→ **EXERCISE DETAILS**
Would you retype the whole listing verbatim, keeping pictures out of it?
-- THE DATA follows --
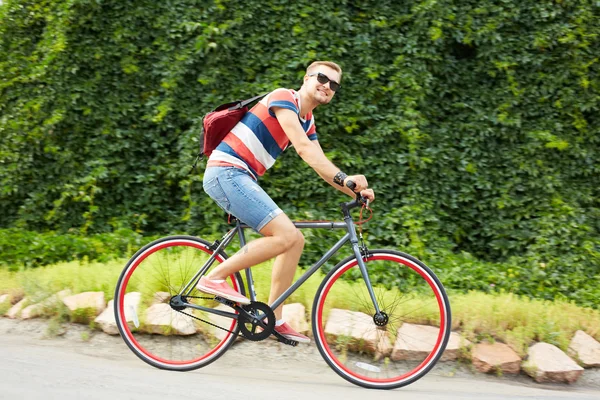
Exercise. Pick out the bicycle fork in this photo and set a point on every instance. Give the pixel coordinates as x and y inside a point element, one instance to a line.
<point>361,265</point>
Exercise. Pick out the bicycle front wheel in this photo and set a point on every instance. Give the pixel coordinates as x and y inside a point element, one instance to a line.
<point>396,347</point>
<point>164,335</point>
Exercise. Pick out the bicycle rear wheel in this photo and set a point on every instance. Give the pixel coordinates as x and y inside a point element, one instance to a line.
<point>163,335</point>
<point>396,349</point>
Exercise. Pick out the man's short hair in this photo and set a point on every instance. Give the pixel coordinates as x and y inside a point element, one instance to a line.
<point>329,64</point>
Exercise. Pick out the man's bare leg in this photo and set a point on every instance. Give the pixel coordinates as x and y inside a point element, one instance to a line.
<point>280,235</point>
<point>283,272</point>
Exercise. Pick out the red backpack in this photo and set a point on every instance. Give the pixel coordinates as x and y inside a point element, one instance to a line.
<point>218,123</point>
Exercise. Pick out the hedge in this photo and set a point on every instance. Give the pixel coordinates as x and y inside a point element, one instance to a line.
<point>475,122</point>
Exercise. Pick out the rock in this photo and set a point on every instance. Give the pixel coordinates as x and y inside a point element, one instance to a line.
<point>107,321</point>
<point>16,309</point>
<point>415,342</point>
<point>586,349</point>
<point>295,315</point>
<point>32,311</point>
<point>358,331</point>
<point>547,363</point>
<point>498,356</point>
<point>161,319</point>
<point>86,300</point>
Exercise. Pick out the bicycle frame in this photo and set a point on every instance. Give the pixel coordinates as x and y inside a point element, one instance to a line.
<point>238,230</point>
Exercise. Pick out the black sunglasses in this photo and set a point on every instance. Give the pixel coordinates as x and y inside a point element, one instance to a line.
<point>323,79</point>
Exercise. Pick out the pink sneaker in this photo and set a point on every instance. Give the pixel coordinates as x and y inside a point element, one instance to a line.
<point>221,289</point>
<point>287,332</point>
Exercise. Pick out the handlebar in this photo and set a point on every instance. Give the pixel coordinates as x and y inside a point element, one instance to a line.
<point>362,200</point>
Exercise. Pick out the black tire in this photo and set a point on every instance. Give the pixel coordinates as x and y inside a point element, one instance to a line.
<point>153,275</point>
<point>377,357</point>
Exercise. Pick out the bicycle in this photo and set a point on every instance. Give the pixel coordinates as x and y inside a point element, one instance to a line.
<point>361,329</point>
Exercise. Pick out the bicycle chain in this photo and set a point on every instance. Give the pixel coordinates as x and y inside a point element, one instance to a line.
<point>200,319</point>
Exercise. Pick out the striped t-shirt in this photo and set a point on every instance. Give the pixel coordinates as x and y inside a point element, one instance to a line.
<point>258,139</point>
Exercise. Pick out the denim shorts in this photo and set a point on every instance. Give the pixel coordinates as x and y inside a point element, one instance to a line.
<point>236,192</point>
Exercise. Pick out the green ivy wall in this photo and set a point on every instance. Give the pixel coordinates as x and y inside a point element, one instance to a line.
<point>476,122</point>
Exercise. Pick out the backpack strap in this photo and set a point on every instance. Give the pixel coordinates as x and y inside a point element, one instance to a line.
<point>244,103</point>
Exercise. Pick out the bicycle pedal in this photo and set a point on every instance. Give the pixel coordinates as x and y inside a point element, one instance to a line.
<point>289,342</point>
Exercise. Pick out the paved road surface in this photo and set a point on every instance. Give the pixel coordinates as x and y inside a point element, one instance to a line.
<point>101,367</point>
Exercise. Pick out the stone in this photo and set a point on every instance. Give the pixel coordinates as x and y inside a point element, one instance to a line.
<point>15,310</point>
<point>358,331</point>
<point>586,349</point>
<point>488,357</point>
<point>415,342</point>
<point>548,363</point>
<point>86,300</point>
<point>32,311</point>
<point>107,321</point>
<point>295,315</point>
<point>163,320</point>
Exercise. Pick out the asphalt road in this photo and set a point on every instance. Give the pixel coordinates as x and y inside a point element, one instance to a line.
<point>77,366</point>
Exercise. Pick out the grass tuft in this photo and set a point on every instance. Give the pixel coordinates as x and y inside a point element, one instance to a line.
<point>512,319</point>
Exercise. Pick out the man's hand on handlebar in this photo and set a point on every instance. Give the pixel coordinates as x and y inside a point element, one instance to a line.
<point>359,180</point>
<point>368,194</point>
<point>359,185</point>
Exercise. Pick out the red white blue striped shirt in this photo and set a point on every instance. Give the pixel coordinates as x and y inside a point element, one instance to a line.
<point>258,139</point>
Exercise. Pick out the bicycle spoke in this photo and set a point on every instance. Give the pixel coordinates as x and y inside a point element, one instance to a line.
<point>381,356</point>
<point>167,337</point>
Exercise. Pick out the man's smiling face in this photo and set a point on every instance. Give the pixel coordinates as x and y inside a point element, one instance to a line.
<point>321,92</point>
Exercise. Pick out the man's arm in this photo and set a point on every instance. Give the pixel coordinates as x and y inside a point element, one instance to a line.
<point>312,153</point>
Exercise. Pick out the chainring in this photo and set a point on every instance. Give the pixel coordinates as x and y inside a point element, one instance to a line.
-- THE DATA concluded --
→ **RESULT OF THIS TASK**
Exercise. Pick out the bicycle fork in this photo and set a point on every instance. Give the pixel coordinates as x and y inside a point element, one instance to a line.
<point>361,265</point>
Exercise. Pick out the bicycle front wheel in this photo and set a point on every instance. Give the pixel coordinates as x and y inside a point element, one instance to a line.
<point>396,347</point>
<point>164,335</point>
Exercise. Pick out the bicycle rear wheel in this photo and set a point on every instance. Give the pixel coordinates as x and y inside a point element, one instance to a line.
<point>163,335</point>
<point>396,349</point>
Exercise. Pick out the man's short hair in this photo and set a point on every instance. Give the pixel coordinates as x and y inside a point element, one instance to a line.
<point>329,64</point>
Exercise. Pick out the man's bare leg in this photo and set a point on every instance. Give the pixel coordinates as x and y inside a point element, one instance to a line.
<point>280,235</point>
<point>283,272</point>
Exercise. Pick out the red backpack in this photo and set a point on every instance. Give the pixel coordinates as x and y inside a point element, one instance to a line.
<point>218,123</point>
Exercise. Pick out the hedge in this photo and set a point on every instance. Give the pixel coordinates as x and y inside a point element, one instance to a line.
<point>475,122</point>
Exercise. Pick out the rock in this photo and set a point on every instance. Give the pixel coordinates as x and y inside a point element, one instance to a line.
<point>107,321</point>
<point>16,309</point>
<point>415,342</point>
<point>586,349</point>
<point>295,315</point>
<point>32,311</point>
<point>358,331</point>
<point>547,363</point>
<point>498,356</point>
<point>161,319</point>
<point>86,300</point>
Exercise. Pick out the bicycle frame in this photo and set a point on every instance. Give the pixel coordinates as x and y inside a point element, one instance to a line.
<point>238,230</point>
Exercise. Pick out the black sunglasses in this photo and set a point on every instance. Give the pixel coordinates as x and y inside a point element, one instance to a line.
<point>323,79</point>
Exercise. Pick out the pink sneaker in this photo and set a point on every instance. Give the pixel coordinates as x and y inside a point element, one instance to a line.
<point>221,289</point>
<point>287,332</point>
Exercise. Pick out the handlebar in this photo and set a point on every instance. Give the pixel coordinates as x and y inside a point element, one instance to a line.
<point>362,200</point>
Exercise. Pick out the black tire in this photo and set a point on every instance. Give the pixel coordinates as x and y inside a point element, one instance to a line.
<point>153,275</point>
<point>377,357</point>
Exercise. Pick out the bicycle in this photo and set a point on every instance. Give the pixel coordinates as x and y inside a point element, one instance to a line.
<point>361,329</point>
Exercise. Pick out the bicycle chain in this photo and set a point on every instance. Give the pixel coordinates as x and y inside a point element, one instance to a line.
<point>200,319</point>
Exercise. Pick out the striped t-shirt in this photo and set a point on every instance. Give the pixel coordinates as x and y inside a point element, one instance to a line.
<point>258,139</point>
Exercise. Pick out the denim shorts in this photo and set a point on every instance. Give the pixel coordinates as x and y inside a point element, one instance to a line.
<point>236,192</point>
Exercise. Pick out the green ivy wall in this photo and set a point on every instance. Give the pixel coordinates as x and y inside a point element, one instance to a line.
<point>476,122</point>
Exercise. Pick out the backpack strap in this photo and set a point on every instance. Give the pixel coordinates as x and y inside a point element, one instance to a line.
<point>244,103</point>
Exercise. Pick out the bicycle pedal in this photo and set a point on every instance. Give the pixel coordinates as x and y inside a point element, one instance to a line.
<point>289,342</point>
Exercise. Pick out the paved road surface in this photo and set a point on every instance. Give the pixel coordinates as x and y inside a point element, one instance to a line.
<point>101,367</point>
Exercise. Pick out the stone in this photo and set a point on every instance. Give the pixel coordinates as x and y inside a point element, one instance to a line.
<point>15,310</point>
<point>358,331</point>
<point>586,349</point>
<point>488,357</point>
<point>415,342</point>
<point>548,363</point>
<point>86,300</point>
<point>32,311</point>
<point>107,321</point>
<point>295,315</point>
<point>163,320</point>
Exercise. Pick out the asphalt road in this photo and set a point on every instance. Give the pixel coordinates as x and y inside a point element, one instance to a line.
<point>77,366</point>
Exercise. Pick out the grass tuft in this photo and set a point on every instance. Give the pixel coordinates as x and y inside a point element, one instance to a line.
<point>512,319</point>
Exercise. Pick out the man's hand on handlebar in this photo and set a point on every instance. Give the pixel coordinates as x and y inside a point element, one instance to a line.
<point>359,180</point>
<point>368,194</point>
<point>359,185</point>
Exercise. Pick out the red white blue striped shirt in this photo and set a point on every instance. Give the pixel coordinates as x and y inside a point element, one instance to a line.
<point>258,139</point>
Exercise. Pick out the bicycle spoke in this photo and set a point on every instance. Give the pixel coordinates as x and y inside a point element, one instance to a line.
<point>381,356</point>
<point>167,337</point>
Exercise. Pick out the man's smiling face in this photo and set a point on every instance. Give the pixel coordinates as x and y inside a point element, one instance to a line.
<point>321,92</point>
Exercise. Pick out the man's arm in this photo and set a point on every instance. Give the pixel coordinates as x and y inside a point element, one instance to a line.
<point>312,153</point>
Exercise. Pick out the chainring in this photo and set a point on every instance. Give the pixel coordinates as x and y inside a point element, one instance to a line.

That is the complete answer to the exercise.